▶ _WRITTEN EXERCISE_
Rewrite the listing below, putting "most distant from its boundary" in place of every "farthest from its outline" and leaving everything else unchanged.

(Location annotation dataset excerpts)
· · ·

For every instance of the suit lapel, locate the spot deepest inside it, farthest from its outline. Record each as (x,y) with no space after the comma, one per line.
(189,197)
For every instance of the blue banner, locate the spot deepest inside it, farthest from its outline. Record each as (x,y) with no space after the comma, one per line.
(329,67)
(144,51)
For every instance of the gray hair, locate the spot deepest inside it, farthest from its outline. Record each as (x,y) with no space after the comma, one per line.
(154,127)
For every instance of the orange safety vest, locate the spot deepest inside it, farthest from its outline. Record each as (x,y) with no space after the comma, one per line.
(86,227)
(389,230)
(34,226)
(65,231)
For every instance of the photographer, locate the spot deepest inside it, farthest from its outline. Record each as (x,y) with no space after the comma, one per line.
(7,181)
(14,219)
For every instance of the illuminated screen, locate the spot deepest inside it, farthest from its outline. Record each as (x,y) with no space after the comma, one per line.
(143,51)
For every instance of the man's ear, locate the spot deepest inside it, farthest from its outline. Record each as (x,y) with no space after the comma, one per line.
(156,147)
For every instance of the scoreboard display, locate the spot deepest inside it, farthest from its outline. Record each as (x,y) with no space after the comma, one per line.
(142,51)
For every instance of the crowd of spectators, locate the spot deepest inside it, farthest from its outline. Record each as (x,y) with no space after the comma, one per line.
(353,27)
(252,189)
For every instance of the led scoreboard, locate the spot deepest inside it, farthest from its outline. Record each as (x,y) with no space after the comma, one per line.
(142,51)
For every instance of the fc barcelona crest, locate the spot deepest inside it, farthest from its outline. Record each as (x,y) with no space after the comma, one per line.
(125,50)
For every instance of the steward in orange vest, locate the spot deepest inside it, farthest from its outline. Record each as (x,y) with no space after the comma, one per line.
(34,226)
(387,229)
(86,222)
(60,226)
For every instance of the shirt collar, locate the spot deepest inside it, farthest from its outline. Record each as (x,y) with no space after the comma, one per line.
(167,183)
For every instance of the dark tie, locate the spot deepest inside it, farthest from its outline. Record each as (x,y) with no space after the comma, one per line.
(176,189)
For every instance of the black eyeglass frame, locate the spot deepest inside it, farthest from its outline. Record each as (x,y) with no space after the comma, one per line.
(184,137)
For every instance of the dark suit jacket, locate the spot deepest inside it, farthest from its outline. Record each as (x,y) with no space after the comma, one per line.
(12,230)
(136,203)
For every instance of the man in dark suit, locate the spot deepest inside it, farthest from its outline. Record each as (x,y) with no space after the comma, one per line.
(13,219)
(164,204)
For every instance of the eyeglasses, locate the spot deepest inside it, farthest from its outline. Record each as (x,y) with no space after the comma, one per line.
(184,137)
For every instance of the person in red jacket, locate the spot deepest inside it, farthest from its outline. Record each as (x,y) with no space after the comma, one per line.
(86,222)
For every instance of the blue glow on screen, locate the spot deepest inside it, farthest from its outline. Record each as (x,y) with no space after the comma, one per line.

· · ·

▶ _TASK SOLUTION_
For every instance of the suit lapel, locate the spot deepest inside it, most distant from its boundary. Record each as (x,y) with no space after the comma, one per line.
(189,197)
For every instance of the blue banner, locate the spot deepest inside it, most distant from its boundary. Record each as (x,y) with no space after the comma, one per line.
(329,67)
(144,51)
For every instance of the gray hair, locate the spot deepest inside it, most distant from its boundary. Record each as (x,y) with no space after the comma, one per line.
(154,127)
For every instance of the orange safety vest, locate the spot deepest inside it, most distant from its boundary. Record each as (x,y) with no space after the comma, one per line.
(86,227)
(389,230)
(34,226)
(65,231)
For every instance of the photographer, locate the spot deepest inside it, most distant from its boundary. Record each as (x,y) with no space after the comma, one per line.
(7,181)
(14,219)
For every instance of the illuminated screen, locate the spot deepest inside it, most distant from its boundary. Record each as (x,y) with no space after the comma, one per line.
(143,51)
For every instance of the man's ear, locate the spot deepest inside it, most distant from its boundary. Record each as (x,y) with no space after the comma, one per line.
(156,147)
For every instance of the scoreboard display, locate the spot deepest inside it, most distant from its boundary. Record each as (x,y) with no space after the comma, one per line.
(142,51)
For every instance of the crowd of spectators, locate the spot deepest inside it, most distant from its boundary. Record each as (x,y) with no space after the comma, one per line.
(353,27)
(252,189)
For every instance of the led scoreboard, locate the spot deepest inside it, most distant from its boundary. Record each as (x,y) with no space after the comma, one per line.
(142,51)
For every instance of the fc barcelona crest, locate the spot deepest inside it, most distant from its boundary. Record each as (x,y) with no space after the comma, one per line.
(125,50)
For every instance of the steward in orange vest, locate the spot deepest inside it, most distant from its boundary. Record each as (x,y) with no space after the comma, one per line.
(34,226)
(387,229)
(86,222)
(60,226)
For every instance of the shirt collar, locate the spot deepest inside it, most distant from its boundary. Record each as (x,y) with no space after the comma, one per line.
(167,183)
For every instance of the dark tie, locate the spot deepest inside it, most distant from its boundary. Record each as (x,y) with no space after the comma, one per line.
(176,189)
For every instance of the black eyeglass frame, locate the spot deepest inside it, most distant from its boundary. Record each as (x,y) with no space after the comma, one per line.
(184,137)
For every instance of the dark suit jacket, locate the spot deepest inside it, most distant from its boundary. Record each as (x,y) with no space after the comma, one per line.
(12,230)
(136,203)
For every instance of the man in dark suit, locate the spot deepest inside it, most distant from its boundary. Record each as (x,y) with no space after the comma, one per line.
(13,219)
(164,204)
For every instance of the eyeglasses, locate the spot deepest inside it, most distant from its boundary. Record each as (x,y) with no space after the comma, one per line.
(184,137)
For every instance of the person in red jacket, locate the spot deepest inside it, most distant from its boundary. Record each as (x,y) with no space after the comma, one per line.
(86,222)
For every instance of the blue glow on screen, locate the spot deepest inside it, most distant from its boundary. Record each as (x,y) with no space after the comma, one per line.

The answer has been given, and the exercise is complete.